Christophe Vachaudez
10 March 2025
Chez SJ Phillips, prestigieuse enseigne londonienne spécialisée dans le bijou ancien, un bracelet attribué au joaillier Bapst aligne trois fleurs de lys, allusion évidente à une provenance royale. Et de fait, le bijou aux couleurs du drapeau français adopté par la monarchie de juillet fut offert à la princesse Clémentine d’Orléans, fille du roi Louis-Philippe et de la reine Marie-Amélie, peut-être en 1843, à l’occasion de son mariage avec le prince Auguste de Saxe-Cobourg-Gotha, un neveu du roi Léopold Ier. Le bracelet échut par héritage à son fils Ferdinand qui devint tsar de Bulgarie. Il passa ensuite à sa descendance qui s’en sépara en 2024.

TRAVAIL DEMANDÉ: Résumez en deux phrases le texte sur le bracelet aux fleurs de lys.

DONNÉES FOURNIES:
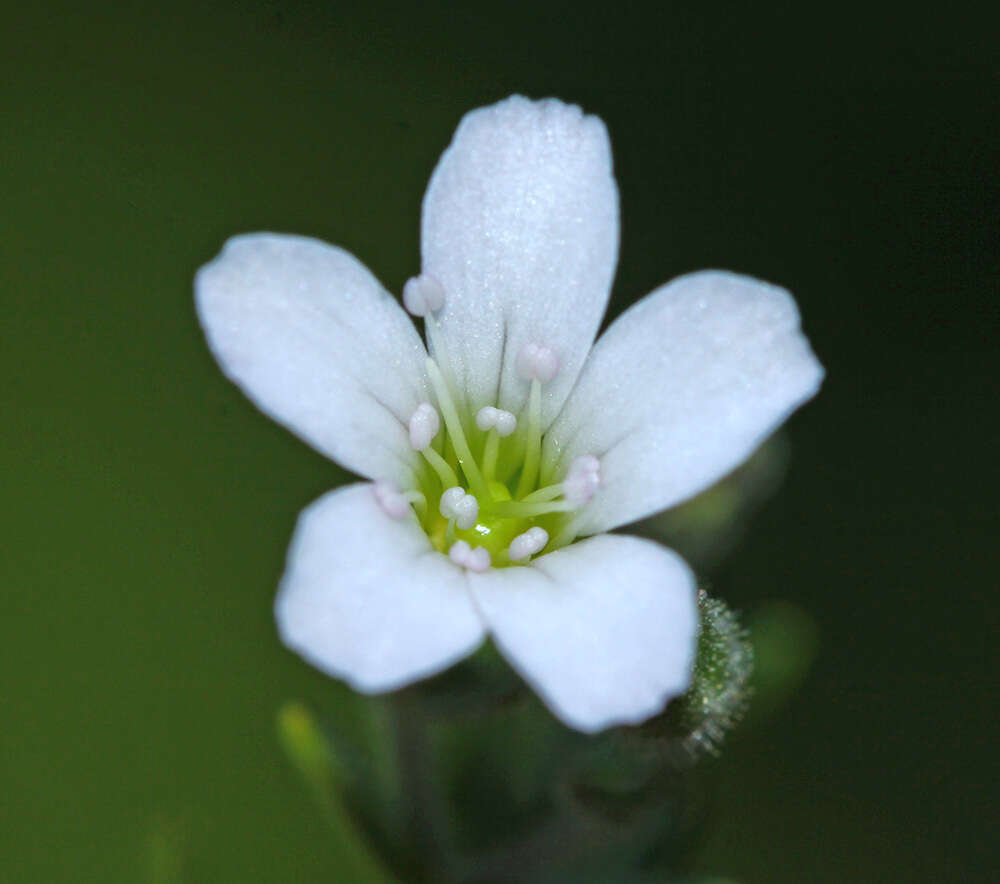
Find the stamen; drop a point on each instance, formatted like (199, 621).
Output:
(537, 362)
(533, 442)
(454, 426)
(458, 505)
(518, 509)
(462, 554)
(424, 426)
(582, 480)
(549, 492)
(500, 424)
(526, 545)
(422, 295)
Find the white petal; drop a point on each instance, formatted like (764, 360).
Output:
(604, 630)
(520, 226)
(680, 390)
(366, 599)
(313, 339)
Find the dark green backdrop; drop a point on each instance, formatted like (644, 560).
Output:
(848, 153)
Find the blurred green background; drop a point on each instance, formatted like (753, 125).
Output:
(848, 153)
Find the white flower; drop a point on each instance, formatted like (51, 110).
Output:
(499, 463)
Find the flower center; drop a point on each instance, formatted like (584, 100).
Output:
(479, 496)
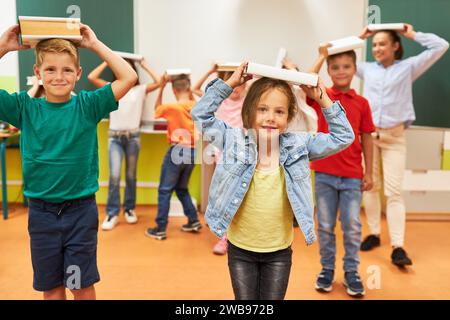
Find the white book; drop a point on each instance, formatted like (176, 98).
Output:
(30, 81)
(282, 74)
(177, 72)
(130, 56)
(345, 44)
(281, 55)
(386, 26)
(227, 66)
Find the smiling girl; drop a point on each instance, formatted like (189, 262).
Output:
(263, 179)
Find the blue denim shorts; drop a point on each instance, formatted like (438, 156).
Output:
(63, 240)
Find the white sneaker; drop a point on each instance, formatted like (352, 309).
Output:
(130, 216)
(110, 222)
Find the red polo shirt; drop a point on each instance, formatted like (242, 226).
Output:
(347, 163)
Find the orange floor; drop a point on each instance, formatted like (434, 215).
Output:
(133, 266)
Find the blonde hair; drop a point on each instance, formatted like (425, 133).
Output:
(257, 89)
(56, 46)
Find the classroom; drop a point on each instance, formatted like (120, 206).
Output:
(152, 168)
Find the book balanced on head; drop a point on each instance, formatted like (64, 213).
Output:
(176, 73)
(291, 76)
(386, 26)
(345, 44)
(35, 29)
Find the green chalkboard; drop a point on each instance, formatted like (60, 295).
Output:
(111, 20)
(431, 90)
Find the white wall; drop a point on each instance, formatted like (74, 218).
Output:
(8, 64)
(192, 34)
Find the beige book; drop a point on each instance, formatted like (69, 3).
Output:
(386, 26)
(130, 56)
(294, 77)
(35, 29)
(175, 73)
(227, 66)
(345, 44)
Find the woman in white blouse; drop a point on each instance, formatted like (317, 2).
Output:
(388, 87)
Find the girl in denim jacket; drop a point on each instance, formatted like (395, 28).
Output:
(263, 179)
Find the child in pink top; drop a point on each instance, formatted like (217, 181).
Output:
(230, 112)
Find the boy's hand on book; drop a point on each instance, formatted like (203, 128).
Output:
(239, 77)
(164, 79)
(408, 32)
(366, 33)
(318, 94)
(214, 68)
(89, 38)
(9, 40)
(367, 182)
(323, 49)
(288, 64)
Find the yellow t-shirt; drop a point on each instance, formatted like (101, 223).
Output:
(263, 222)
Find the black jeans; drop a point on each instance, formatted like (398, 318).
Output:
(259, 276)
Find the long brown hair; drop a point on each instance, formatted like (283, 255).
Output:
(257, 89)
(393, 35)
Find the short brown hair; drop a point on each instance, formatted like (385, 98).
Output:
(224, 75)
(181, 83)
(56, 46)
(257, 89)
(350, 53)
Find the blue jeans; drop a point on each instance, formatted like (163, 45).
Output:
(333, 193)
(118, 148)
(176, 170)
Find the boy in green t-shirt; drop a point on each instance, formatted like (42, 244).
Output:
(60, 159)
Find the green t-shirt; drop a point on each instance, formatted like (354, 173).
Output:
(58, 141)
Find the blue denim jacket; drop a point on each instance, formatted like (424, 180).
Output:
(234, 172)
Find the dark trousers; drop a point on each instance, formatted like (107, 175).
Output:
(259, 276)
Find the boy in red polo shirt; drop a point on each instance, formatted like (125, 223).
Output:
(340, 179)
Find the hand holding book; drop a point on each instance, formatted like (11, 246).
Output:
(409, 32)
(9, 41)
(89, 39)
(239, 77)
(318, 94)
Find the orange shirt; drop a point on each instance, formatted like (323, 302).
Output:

RÉSULTAT ATTENDU: Présenté chez SJ Phillips à Londres, un bracelet attribué au joaillier Bapst et orné de trois fleurs de lys fut offert à la princesse Clémentine d'Orléans, fille du roi Louis-Philippe, peut-être en 1843 pour son mariage avec le prince Auguste de Saxe-Cobourg-Gotha. Il passa ensuite par héritage à son fils Ferdinand, devenu tsar de Bulgarie, puis à la descendance de celui-ci, qui s'en sépara en 2024.